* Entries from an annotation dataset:
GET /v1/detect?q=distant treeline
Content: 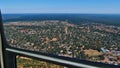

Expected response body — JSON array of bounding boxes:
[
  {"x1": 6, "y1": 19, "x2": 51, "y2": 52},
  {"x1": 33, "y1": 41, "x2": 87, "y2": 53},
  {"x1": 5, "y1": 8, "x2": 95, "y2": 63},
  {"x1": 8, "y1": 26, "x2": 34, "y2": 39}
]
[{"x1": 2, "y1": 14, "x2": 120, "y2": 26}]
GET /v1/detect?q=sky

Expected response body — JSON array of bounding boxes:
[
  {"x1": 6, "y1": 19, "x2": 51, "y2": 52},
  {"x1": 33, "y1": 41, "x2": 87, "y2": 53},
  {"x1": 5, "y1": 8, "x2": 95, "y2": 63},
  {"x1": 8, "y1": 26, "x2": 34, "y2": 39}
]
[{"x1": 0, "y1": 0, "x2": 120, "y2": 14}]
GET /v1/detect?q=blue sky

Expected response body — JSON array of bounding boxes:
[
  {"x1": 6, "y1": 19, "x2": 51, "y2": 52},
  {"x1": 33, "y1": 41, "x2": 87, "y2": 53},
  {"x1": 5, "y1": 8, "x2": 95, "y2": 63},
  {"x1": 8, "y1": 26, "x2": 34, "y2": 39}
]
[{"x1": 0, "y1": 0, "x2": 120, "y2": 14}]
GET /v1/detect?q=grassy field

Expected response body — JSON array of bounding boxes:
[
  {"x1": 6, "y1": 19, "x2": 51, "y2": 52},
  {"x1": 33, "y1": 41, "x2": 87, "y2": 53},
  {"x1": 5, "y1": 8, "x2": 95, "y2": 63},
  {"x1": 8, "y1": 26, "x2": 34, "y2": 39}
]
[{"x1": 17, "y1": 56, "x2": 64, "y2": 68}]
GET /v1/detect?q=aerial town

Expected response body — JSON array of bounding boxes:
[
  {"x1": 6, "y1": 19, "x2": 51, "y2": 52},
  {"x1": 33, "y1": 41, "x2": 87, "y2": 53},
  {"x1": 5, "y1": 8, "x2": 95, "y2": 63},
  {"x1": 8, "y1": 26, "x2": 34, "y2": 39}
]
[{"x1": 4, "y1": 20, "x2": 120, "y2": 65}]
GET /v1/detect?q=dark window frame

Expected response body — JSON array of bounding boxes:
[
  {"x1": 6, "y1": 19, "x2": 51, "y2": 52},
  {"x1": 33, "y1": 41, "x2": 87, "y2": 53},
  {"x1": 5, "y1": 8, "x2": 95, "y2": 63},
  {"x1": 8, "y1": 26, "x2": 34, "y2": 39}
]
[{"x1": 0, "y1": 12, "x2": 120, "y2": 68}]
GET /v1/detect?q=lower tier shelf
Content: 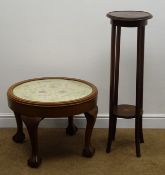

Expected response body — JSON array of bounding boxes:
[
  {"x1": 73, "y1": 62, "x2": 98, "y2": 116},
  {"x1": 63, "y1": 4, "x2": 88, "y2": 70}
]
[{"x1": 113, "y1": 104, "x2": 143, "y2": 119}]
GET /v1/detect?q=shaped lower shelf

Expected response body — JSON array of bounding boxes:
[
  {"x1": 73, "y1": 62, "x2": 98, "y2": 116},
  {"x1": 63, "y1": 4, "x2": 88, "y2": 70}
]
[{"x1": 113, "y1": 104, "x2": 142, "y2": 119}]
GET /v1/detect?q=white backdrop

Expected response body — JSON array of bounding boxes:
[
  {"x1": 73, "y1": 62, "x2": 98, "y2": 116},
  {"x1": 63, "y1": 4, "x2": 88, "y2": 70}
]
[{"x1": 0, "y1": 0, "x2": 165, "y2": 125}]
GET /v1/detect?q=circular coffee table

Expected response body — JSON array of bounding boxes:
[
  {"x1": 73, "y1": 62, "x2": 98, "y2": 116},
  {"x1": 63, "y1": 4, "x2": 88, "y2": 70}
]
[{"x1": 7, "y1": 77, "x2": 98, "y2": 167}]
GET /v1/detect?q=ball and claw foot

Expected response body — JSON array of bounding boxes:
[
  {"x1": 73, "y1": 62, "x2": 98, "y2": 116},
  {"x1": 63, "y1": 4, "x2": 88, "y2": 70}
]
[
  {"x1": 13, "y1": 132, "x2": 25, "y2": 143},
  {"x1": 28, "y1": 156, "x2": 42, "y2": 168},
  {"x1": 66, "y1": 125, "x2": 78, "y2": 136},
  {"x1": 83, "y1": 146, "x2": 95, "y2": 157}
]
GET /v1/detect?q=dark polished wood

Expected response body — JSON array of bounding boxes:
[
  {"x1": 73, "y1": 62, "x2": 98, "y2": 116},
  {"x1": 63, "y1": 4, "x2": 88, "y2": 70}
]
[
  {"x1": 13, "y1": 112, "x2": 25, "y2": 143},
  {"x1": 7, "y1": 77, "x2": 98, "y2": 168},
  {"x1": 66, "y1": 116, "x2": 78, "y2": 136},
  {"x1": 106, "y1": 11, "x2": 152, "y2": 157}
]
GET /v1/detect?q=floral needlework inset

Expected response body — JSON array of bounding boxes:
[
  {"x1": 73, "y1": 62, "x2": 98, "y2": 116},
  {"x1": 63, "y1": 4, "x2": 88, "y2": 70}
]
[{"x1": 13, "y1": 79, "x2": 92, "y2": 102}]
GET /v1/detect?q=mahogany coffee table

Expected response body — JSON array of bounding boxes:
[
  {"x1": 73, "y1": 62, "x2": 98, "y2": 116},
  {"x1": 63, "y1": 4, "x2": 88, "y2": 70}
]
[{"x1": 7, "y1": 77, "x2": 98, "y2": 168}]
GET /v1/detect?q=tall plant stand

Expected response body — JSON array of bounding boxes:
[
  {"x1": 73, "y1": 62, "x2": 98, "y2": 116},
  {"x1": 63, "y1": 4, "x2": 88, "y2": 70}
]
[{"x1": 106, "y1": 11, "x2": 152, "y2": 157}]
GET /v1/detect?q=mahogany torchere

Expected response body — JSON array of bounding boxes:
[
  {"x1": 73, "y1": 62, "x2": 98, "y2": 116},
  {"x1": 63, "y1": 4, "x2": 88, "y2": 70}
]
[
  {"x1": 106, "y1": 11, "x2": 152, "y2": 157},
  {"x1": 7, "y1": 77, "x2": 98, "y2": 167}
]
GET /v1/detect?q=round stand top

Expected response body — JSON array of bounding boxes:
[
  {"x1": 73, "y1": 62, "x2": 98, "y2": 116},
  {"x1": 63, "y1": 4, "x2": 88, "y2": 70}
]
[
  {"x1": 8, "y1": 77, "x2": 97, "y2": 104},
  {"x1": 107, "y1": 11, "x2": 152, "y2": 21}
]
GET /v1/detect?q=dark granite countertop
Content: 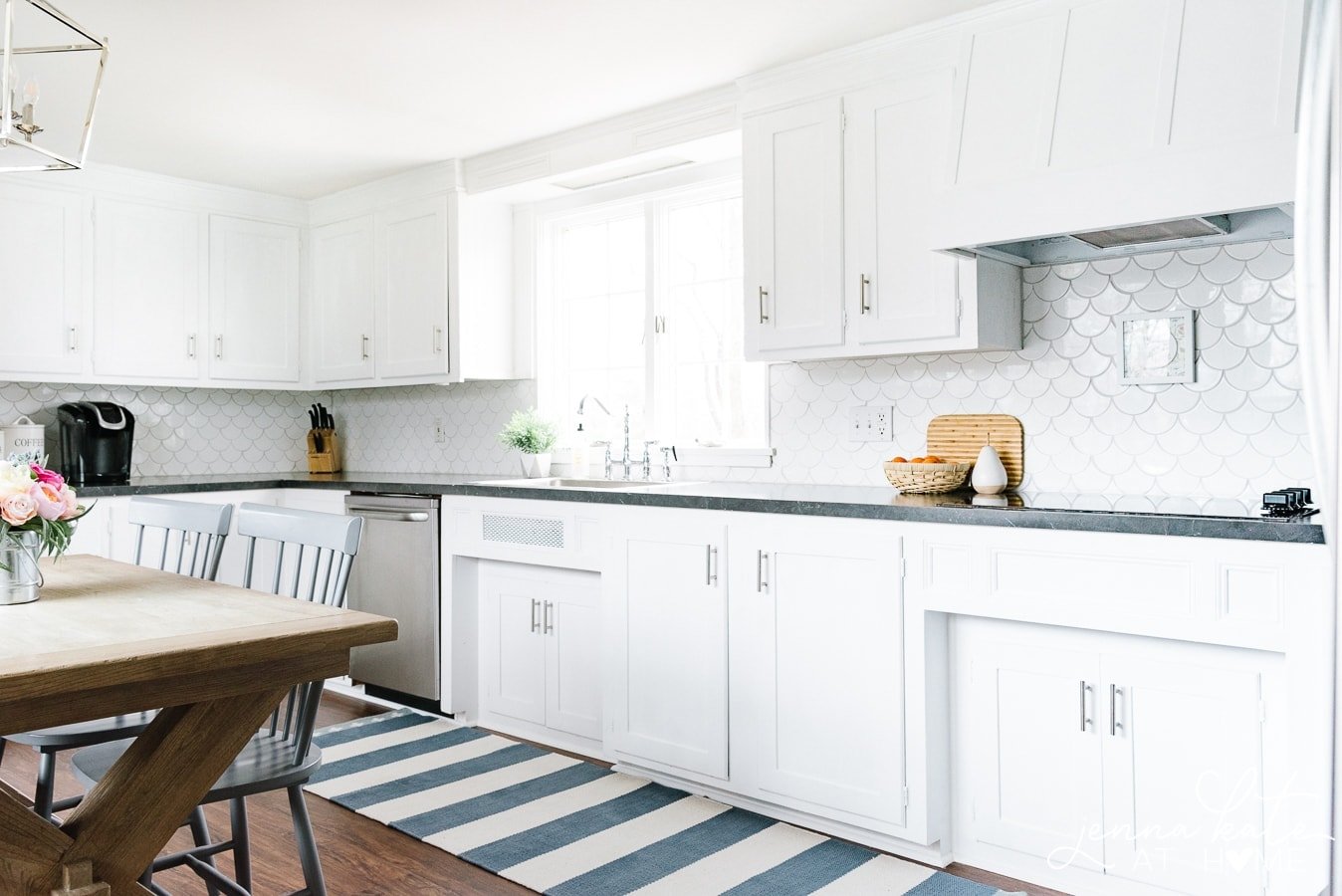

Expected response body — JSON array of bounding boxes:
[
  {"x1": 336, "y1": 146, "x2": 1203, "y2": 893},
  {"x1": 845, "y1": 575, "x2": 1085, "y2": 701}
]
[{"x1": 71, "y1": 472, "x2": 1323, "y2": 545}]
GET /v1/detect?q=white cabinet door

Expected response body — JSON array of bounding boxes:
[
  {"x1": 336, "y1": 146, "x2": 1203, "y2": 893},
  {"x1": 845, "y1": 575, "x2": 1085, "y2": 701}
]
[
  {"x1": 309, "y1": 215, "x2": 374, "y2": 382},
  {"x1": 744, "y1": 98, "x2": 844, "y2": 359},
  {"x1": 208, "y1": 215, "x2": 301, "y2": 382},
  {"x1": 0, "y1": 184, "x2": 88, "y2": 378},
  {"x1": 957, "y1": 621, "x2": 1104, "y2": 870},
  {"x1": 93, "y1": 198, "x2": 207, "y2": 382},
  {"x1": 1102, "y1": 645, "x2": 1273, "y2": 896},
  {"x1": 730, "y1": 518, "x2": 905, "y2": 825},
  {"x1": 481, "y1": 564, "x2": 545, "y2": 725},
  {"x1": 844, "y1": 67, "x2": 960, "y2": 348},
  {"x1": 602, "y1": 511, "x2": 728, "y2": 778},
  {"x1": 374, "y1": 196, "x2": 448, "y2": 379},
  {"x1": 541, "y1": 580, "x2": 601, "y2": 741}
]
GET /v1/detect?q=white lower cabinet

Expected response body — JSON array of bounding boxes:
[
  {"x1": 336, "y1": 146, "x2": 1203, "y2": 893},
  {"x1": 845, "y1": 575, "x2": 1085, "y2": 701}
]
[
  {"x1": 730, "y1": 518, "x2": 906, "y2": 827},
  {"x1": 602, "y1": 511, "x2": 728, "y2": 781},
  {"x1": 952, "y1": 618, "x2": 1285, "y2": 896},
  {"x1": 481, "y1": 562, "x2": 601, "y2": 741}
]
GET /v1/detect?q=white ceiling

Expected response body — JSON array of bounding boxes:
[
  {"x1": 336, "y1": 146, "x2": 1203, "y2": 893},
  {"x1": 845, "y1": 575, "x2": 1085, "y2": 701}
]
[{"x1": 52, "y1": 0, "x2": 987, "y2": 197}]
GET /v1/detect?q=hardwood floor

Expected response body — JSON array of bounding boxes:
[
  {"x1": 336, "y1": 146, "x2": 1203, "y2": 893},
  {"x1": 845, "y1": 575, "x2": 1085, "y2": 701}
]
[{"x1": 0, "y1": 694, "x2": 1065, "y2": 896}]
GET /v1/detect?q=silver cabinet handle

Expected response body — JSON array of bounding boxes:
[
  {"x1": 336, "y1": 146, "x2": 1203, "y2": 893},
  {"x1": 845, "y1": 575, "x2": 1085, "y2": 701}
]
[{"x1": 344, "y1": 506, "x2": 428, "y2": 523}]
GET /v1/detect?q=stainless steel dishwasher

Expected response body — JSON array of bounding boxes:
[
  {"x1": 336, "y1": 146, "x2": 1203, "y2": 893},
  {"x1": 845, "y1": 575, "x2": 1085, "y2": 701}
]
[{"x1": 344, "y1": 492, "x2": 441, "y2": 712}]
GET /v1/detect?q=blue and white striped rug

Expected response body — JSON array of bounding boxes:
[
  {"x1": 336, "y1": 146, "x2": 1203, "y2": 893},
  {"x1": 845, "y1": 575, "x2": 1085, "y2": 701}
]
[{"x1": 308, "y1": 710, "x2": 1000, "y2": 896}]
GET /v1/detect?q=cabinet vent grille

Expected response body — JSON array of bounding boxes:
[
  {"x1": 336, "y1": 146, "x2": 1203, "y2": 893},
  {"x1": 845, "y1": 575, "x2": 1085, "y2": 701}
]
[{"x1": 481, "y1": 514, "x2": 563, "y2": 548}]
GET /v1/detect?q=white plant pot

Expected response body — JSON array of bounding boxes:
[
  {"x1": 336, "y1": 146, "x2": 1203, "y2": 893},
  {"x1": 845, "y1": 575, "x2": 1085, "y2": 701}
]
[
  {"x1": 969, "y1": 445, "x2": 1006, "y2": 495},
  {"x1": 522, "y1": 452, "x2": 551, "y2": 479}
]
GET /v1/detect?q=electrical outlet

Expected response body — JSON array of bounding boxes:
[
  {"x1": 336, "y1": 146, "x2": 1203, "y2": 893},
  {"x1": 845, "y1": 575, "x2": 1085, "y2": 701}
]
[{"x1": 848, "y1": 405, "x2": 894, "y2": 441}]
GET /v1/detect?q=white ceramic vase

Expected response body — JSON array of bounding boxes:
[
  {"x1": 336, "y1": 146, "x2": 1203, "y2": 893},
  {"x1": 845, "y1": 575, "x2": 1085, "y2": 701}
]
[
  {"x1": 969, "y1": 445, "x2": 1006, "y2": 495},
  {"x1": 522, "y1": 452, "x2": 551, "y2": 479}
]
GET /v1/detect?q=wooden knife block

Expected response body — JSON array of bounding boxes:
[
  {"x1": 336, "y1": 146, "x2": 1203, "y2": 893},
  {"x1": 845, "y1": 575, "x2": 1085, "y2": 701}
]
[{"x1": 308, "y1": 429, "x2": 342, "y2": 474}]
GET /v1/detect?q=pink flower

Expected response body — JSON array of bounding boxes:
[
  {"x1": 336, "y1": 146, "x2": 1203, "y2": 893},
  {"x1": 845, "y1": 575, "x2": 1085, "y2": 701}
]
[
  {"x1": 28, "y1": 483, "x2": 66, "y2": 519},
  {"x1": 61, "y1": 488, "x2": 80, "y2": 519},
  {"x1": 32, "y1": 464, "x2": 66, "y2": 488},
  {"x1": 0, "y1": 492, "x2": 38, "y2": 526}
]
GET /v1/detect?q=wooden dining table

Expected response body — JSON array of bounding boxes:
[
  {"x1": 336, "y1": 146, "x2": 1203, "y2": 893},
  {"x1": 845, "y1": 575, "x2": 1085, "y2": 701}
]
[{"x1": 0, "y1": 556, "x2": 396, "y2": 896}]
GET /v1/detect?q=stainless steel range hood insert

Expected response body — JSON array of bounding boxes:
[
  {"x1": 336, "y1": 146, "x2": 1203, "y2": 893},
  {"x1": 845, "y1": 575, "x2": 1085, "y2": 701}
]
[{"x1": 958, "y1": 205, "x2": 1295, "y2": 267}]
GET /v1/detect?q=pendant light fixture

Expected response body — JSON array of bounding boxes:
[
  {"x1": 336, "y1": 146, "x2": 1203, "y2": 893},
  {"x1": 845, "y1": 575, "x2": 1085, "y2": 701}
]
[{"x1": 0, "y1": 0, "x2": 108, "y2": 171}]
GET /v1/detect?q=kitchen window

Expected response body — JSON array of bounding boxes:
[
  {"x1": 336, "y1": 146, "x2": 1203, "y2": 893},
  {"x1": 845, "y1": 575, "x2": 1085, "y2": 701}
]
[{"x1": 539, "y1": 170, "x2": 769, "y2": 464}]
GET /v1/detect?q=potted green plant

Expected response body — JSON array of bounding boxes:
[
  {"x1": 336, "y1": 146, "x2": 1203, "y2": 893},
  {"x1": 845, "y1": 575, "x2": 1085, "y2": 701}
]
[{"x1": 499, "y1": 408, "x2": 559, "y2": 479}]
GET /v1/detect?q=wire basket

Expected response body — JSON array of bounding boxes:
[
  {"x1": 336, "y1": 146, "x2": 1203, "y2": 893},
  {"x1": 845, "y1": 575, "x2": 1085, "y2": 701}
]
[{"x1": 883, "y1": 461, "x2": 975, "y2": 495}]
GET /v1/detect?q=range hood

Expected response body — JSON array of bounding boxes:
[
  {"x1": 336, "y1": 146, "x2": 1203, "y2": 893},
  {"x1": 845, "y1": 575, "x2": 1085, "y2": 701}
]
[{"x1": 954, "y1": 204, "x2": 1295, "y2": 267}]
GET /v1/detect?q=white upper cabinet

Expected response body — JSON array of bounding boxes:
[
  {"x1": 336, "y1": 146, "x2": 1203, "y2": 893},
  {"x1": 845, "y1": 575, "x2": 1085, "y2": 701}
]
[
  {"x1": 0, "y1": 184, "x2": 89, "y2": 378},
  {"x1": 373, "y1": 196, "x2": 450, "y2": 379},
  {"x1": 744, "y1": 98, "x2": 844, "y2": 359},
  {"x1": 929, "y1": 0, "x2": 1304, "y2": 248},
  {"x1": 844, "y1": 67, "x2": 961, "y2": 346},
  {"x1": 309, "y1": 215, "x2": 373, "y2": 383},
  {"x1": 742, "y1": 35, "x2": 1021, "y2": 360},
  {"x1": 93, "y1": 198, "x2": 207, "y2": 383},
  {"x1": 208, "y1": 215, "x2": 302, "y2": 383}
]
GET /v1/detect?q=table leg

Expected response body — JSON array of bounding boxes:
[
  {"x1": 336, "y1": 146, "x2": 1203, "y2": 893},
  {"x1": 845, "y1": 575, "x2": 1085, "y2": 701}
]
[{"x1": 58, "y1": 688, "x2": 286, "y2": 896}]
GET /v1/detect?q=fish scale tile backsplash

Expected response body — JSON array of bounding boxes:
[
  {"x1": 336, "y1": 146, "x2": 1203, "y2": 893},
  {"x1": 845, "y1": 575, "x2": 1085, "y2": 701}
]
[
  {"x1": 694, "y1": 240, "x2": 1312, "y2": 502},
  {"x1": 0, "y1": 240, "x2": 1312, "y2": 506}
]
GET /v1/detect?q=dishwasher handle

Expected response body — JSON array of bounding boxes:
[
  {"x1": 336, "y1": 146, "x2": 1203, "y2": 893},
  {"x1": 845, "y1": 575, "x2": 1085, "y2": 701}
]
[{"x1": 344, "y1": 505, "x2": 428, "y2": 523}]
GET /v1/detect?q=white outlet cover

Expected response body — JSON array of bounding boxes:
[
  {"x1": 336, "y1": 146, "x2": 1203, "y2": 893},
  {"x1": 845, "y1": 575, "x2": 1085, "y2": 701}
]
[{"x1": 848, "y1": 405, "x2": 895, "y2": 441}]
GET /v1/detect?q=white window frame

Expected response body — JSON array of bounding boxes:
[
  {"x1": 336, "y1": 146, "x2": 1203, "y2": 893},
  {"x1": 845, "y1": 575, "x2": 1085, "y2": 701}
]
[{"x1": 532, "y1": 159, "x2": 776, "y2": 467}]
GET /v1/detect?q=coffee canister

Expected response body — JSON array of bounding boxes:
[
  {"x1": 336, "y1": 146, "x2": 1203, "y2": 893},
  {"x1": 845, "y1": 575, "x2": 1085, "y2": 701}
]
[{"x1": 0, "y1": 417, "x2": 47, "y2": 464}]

* Stated problem: Give only the number of lines in the material above that contain the word "plant".

* Exercise solution: 3